### Les consignes
1 - Recopiez le passage de l'extrait sur la collection de Ronny Totah en commençant par « Ronny Totah, co-fondateur » et en allant jusqu'à « les perles fines. ». Remplacez-y « perles fines » par « perles naturelles ».
2 - Rédigez la suite du texte consacré aux trésors de la collection de Ronny Totah, à partir de l'endroit où il s'arrête.

### Extrait à lire
┄┄┄┄┄┄
Ronny Totah : quelques trésors historiques de ma collection

Ronny Totah, co-fondateur de GemGenève, nous a confié ses coups de coeur joailliers et artistiques.

Des gemmes

J’ai deux passions dévorantes connues de tous  : les saphirs du Cachemire (non traités) à la couleur incomparable (bleu-bleuet). Et les perles fines.

Crédit photo : David Fraga

Dans les deux cas, ces passions s'enracinent dans le passé… Découverts en 1881, les gisements de Zaskar (à deux cents kilomètres au sud-est de Srinagar) produisant les fameux saphirs du Cachemire sont fermés depuis la fin des années soixante-dix.

Quant aux perles fines, elles sont devenues rarissimes. Le coût et les difficultés inhérentes à la pêche aux perles fines, ainsi que la pollution des mers rendent ces gemmes organiques très difficiles à trouver de nos jours. Les perles que je présente, en rang ou individuelles, sont pour la plupart des perles anciennes. Voire historiques.

Un bijou de provenance impériale

Crédit photo : David Fraga

Cette broche caractéristique de la moitié du XIXème siècle est composée de trois perles fines semi-baroques en forme de goutte d’un poids respectif de 39, 40 et 60 grains, de plusieurs rubis dont un birman de 1,8 ct, et de diamants (Rapport d’identification SSEF). C’est un bijou de provenance historique qui aurait appartenu à l’Impératrice Eugénie (1826-1920).

Lors de la chute du Second Empire, suite à la défaite de Sedan en septembre 1870, l'impératrice a pu s'échapper des Tuileries et s’est réfugiée en Angleterre où de proches amis lui ont fait parvenir clandestinement ses bijoux personnels. Afin d’améliorer les conditions matérielles de l’exil familial, Eugénie décide de mettre en vente certains bijoux de sa cassette personnelle dès janvier 1872. Elle remet alors les bijoux dont elle est prête à se séparer à M. Harry Emanuel (1831-1898), un joaillier renommé de Londres.

Il avait été honoré du titre d’« orfèvre de la Reine et du Prince de Galles » et était l’auteur d’un ouvrage de référence intitulé Diamonds and Precious Stones, 1865.

Crédit photo : Alembic rare books

Un article du New York Times en date du 21 janvier 1872 fournit quelques informations (page 6) sur cette première vente : “The jewels of the Empress Eugenie are for sale. Mr. Harry Emanuel has many of them at his establishment in New Bond-street, and is now offering them to his customers”. Vous pouvez consultez intégralement cet article instructif en cliquant ici.
┄┄┄┄┄┄
### Matériel fourni
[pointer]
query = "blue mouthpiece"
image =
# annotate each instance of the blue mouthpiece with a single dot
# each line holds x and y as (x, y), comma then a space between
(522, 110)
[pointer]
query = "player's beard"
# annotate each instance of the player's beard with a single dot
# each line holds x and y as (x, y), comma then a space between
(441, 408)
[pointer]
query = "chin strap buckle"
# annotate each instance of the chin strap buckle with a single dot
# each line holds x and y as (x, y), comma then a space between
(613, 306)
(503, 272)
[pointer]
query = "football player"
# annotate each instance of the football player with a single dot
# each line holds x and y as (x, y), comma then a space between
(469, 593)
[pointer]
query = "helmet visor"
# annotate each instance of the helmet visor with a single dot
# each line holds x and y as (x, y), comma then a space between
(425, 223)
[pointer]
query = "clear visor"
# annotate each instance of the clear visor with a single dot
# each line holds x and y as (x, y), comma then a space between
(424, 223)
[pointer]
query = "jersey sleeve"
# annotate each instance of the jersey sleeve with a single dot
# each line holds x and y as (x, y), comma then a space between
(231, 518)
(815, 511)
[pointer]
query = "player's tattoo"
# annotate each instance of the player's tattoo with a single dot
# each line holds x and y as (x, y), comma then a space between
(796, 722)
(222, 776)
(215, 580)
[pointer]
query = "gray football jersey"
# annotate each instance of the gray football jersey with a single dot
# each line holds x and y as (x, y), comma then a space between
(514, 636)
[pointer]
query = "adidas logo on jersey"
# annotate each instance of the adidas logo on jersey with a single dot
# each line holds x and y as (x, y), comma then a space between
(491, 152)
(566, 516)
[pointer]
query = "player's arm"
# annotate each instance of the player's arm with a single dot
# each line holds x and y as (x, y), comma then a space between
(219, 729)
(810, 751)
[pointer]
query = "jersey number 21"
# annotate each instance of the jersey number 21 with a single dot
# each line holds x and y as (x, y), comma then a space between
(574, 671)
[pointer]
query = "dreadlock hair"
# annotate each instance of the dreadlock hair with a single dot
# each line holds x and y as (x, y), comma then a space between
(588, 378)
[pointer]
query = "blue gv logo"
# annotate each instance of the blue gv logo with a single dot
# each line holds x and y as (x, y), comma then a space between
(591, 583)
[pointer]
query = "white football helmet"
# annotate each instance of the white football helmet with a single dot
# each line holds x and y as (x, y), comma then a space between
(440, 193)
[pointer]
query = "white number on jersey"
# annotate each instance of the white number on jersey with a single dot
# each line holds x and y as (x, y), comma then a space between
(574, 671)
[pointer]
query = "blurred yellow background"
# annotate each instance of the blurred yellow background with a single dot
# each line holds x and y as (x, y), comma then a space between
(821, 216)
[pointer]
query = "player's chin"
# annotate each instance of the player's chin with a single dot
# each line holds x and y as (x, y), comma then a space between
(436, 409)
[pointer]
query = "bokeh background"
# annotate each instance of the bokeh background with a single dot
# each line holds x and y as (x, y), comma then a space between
┄┄┄┄┄┄
### Réponses par consigne
1 -
Ronny Totah, co-fondateur de GemGenève, nous a confié ses coups de coeur joailliers et artistiques.

Des gemmes

J’ai deux passions dévorantes connues de tous  : les saphirs du Cachemire (non traités) à la couleur incomparable (bleu-bleuet). Et les perles naturelles.

2 -
La broche exposée ici dans l‘intimité d’une vitrine interne (stand Horovitz & Totah) proviendrait de cette première vente des bijoux personnels d’Eugénie par Harry Emanuel. L’écrin est d’ailleurs signé du joaillier londonien. Cette broche est caractéristique du goût personnel d’Eugénie pour les bijoux délicats, romantiques, avec ses perles et diamants qui ruissellent en gouttes. Les bijoux privés de l’Impératrice diffèrent de ceux qu’elle portait lors de représentations officielles. L’Impératrice devait alors apparaître parée des attributs du pouvoir impérial : les Diamants de la couronne de France, dont la facture était bien plus imposante que celle de ses bijoux personnels.

Six mois après la vente d’Harry Emanuel, l’Impératrice déchue se défait d’autres bijoux de sa cassette personnelle. La nouvelle vente est orchestrée par Christie, Manson & Wood le 24 juin 1872 à Londres. Elle est présentée en ces termes :  “A portion of the magnificent jewels, the property of a distinguished personage” et comprend cent-vingt-trois lots.

La vente la plus spectaculaire des joyaux d’Eugénie reste bien entendu celle de mai 1887, lorsque la IIIème République mit en vente publique les Diamant de la Couronne de France. Les plus belles parures d’Eugénie, chefs-d’œuvres de la joaillerie française du XIXème, furent alors dépecées pour la plupart et irrémédiablement dispersées.

La broche d’Eugénie fut ensuite portée par Madame Ernest Raphael. Cette dernière est représentée en 1905 sur un magnifique portrait de John Singer Sargent (1856-1925).  

Portrait of Mrs. Ernest G. Raphael (Flora Cecilia Sassoon) par John Singer Sargent (1856-1925). 1905.. Peinture à l'huile. 163.8 par 114.3 cm. Collection privée

Maître de l’art du portrait à cette époque, John Singer Sargent donne une valeur de document à ce tableau par la précision du décor et des accessoires qu’il dépeint. Notamment la broche. Madame Ernest Raphael, Flora Cecilia Sassoon de son nom de jeune fille, aurait reçu ce bijou de son père, David Reuben Sassoon, qui était un ami du roi Edouard VII. La broche est restée dans la famille jusqu’en 1983.

Ce tableau fut présenté chez Sotheby's le 22 mai 2002 lors de la vente "American paintings". Vous pouvez zoomer sur le bijou -entre autres- en cliquant sur ce lien. Ce portrait figure également dans le catalogue raisonné Sargent Abroad, Figures and Landscapes écrit par Warren Adelson, Donna Janis, Elaine Kilmurray, Richard Ormond, Elizabeth Oustinoff.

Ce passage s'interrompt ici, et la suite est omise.